→ **Task A**
Reproduce the pull request thread between "blefaudeux · 2022-07-01T21:07:19Z" and "support other normalizations)", inclusive, swapping "MLP" for "feedforward block".

→ **Extract to read**
+++

[metaformers] handling different normalizations + layer repetition #345

blefaudeux · 2022-07-01T21:07:19Z

What does this PR do?

Some changes, on the way to a proper EfficientFormer support. This is limited to the factory side of the repo, no changes in the actual parts

Make it possible to repeat layers in the config generator helper
Make it possible to define a different MLP per layer
Make it possible to skip the layernorm (will be extended to support other normalizations)
related to EfficientFormer #330

Before submitting

PR review

Anyone in the community is free to review the PR once the tests have passed.
If we didn't discuss your PR in Github issues there's a high chance it will not be merged.

blefaudeux · 2022-07-01T21:21:36Z

examples/cifar_MetaFormer.py


-from examples.microViT import Classifier, VisionTransformer


min/micro was a follow up from Karpathy's minGPT, does not really apply here, I figured that cifar_ViT was probably more transparent ?

blefaudeux · 2022-07-01T21:22:28Z

examples/cifar_MetaFormer.py

@@ -131,34 +146,16 @@ def forward(self, x):
    torch.cuda.manual_seed_all(42)
    torch.manual_seed(42)

-    train_transforms = transforms.Compose(


the lightning-bolt datamodule already does all that

blefaudeux · 2022-07-01T21:23:15Z

examples/cifar_ViT.py

@@ -205,33 +203,15 @@ def test_step(self, batch, _):
    NUM_WORKERS = 4
    GPUS = 1

-    train_transforms = transforms.Compose(


same as above, these are actually the default transforms in the lightning bolt datamodule, not useful

blefaudeux · 2022-07-01T21:23:39Z

tests/test_residual.py

    outputs = wrap(inputs=[x, x, x])

    assert id(outputs[0]) == id(outputs[1])
+
+    # Check the BW pass


better code cov, and good idea in any case I believe

blefaudeux · 2022-07-01T21:25:41Z

xformers/components/residual.py

@@ -18,7 +18,7 @@
 from collections import namedtuple


-class LayerNormStyle(str, Enum):
+class ResidualNormStyle(str, Enum):


some of the new transformer variants for vision (metaformer, efficientformer,..) alter the actual normalization, can be something else than layernorm. RMSnorm is also used in NLP

blefaudeux · 2022-07-01T21:26:39Z

xformers/components/residual.py

+class NormalizationType(str, Enum):
+    LayerNorm = "layernorm"

+++

→ **Records for processing**
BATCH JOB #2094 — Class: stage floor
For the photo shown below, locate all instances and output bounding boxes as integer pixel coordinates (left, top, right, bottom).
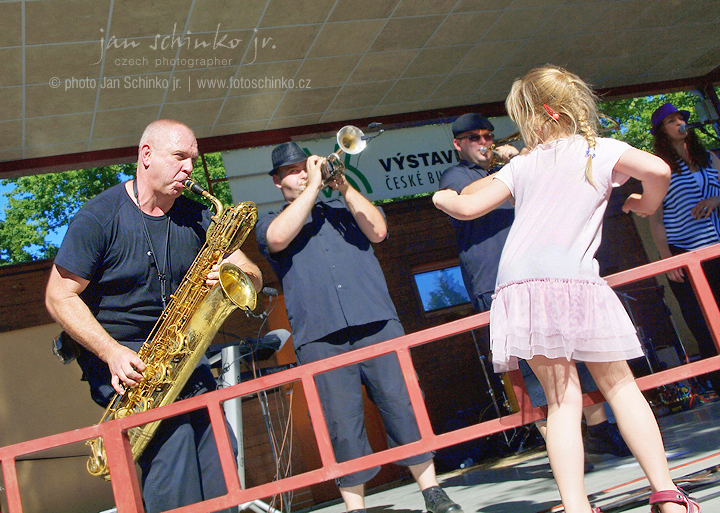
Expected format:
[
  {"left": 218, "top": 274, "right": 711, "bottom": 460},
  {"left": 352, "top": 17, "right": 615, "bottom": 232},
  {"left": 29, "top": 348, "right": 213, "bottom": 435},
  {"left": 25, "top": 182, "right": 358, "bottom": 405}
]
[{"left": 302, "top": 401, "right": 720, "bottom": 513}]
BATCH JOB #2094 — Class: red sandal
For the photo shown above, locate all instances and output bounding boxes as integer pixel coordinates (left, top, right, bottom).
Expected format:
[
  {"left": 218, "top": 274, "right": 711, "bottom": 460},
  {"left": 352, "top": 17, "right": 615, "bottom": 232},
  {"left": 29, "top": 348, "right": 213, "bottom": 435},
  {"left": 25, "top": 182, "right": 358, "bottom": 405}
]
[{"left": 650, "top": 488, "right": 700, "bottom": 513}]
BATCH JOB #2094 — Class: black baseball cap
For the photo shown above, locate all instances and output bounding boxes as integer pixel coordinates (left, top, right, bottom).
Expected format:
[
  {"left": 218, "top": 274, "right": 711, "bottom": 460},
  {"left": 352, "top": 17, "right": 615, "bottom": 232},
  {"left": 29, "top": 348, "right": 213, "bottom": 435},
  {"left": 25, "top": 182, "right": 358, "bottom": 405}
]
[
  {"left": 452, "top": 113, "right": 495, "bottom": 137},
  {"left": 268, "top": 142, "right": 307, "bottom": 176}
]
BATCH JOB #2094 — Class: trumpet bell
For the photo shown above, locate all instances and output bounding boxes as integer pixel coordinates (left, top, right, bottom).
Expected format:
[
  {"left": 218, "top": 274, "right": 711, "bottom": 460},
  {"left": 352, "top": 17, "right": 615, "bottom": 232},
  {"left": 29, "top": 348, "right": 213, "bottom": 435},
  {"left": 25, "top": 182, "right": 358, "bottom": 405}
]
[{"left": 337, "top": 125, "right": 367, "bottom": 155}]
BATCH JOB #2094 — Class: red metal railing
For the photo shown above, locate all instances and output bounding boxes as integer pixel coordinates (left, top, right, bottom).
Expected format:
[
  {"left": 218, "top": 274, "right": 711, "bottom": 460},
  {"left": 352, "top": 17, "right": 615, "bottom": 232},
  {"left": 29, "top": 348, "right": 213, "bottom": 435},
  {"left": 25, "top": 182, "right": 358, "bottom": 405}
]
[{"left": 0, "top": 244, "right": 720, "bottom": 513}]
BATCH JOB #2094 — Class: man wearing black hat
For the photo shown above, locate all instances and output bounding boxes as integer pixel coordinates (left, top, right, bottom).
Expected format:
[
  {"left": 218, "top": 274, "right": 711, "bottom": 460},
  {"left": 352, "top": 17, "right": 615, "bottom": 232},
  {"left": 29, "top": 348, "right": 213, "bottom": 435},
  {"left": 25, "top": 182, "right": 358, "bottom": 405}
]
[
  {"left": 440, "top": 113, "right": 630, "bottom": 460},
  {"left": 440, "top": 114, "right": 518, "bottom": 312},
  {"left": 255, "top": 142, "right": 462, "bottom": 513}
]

+++

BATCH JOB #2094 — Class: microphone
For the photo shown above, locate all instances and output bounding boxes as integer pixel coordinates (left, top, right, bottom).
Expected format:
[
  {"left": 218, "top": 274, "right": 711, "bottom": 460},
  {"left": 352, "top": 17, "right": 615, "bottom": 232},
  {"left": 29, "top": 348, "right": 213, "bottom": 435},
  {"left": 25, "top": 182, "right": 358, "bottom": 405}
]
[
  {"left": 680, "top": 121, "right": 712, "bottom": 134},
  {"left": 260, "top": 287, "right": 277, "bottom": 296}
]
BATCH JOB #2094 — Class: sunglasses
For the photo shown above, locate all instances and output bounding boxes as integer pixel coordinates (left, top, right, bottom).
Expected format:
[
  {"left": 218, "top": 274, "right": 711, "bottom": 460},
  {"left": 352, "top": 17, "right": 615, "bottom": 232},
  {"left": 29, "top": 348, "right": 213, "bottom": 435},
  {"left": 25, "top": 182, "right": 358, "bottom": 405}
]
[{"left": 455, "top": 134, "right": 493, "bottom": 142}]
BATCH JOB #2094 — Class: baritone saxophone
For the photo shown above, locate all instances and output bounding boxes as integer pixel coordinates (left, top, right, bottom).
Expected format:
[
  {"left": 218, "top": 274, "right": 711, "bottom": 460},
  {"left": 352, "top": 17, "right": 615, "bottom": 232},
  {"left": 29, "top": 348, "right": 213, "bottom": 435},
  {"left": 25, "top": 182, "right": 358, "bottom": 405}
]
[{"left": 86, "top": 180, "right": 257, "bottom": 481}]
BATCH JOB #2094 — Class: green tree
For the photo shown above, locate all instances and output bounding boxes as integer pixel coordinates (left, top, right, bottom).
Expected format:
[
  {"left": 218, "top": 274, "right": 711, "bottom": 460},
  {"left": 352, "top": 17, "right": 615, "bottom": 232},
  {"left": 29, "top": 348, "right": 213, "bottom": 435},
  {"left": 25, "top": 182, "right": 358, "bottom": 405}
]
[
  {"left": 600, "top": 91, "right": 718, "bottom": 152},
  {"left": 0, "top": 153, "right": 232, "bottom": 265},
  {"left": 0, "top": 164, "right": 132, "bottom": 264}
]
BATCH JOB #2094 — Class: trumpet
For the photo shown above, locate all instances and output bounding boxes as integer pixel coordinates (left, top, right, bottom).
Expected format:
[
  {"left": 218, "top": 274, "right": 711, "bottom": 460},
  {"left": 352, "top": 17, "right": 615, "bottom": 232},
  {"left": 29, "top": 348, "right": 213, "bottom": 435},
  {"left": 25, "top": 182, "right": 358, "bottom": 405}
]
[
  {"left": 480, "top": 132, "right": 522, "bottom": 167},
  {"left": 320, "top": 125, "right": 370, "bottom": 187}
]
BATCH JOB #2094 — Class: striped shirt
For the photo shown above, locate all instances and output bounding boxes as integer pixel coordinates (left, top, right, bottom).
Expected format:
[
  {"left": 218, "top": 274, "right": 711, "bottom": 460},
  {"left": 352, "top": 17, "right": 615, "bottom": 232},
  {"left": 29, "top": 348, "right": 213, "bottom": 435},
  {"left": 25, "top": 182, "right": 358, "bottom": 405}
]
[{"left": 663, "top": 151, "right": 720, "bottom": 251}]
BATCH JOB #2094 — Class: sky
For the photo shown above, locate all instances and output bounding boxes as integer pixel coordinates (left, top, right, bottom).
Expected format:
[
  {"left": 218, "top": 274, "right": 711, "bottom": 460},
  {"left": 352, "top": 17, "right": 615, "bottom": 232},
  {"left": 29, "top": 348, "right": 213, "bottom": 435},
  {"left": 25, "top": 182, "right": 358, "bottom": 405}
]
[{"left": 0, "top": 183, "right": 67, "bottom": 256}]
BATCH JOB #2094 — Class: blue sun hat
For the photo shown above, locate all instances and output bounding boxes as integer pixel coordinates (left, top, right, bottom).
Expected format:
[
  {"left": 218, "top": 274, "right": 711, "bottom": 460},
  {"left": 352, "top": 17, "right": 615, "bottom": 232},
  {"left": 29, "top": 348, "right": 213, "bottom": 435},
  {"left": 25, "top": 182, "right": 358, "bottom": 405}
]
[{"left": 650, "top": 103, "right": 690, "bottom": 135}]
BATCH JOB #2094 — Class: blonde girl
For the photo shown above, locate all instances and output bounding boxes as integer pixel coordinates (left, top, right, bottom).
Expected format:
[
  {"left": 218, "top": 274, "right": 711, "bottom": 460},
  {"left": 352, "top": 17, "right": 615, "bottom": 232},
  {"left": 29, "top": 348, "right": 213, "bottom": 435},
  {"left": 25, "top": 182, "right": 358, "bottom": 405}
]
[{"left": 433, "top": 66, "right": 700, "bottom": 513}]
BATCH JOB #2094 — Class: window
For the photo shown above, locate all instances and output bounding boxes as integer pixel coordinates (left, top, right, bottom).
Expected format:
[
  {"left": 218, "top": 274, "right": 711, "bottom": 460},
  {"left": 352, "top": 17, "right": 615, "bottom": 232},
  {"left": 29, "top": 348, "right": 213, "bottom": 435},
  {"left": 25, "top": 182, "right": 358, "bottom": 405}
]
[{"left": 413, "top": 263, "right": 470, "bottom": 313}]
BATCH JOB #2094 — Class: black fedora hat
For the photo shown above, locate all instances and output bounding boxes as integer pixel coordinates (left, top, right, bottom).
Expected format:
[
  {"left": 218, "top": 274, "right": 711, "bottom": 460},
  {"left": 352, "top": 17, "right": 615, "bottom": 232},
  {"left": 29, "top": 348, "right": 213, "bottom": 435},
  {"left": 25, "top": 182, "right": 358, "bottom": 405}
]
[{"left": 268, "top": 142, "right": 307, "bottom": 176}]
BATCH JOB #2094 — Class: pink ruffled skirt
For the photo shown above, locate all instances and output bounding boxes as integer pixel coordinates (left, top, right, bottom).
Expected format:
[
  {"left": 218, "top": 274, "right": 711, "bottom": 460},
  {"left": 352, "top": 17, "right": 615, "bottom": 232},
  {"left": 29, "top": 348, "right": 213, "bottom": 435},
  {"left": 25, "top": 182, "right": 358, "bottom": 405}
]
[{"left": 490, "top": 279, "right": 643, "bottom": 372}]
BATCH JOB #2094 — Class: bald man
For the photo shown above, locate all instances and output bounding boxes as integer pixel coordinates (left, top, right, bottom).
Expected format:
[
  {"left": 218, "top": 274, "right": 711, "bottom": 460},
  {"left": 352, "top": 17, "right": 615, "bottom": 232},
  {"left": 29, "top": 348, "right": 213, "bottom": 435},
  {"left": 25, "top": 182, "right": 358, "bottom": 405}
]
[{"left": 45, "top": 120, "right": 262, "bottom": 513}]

+++

→ **Task B**
Return each line of the records that contains the string "trumpet".

→ **Expected answer A**
blefaudeux · 2022-07-01T21:07:19Z

What does this PR do?

Some changes, on the way to a proper EfficientFormer support. This is limited to the factory side of the repo, no changes in the actual parts

Make it possible to repeat layers in the config generator helper
Make it possible to define a different feedforward block per layer
Make it possible to skip the layernorm (will be extended to support other normalizations)

→ **Expected answer B**
BATCH JOB #2094 — Class: trumpet bell
BATCH JOB #2094 — Class: trumpet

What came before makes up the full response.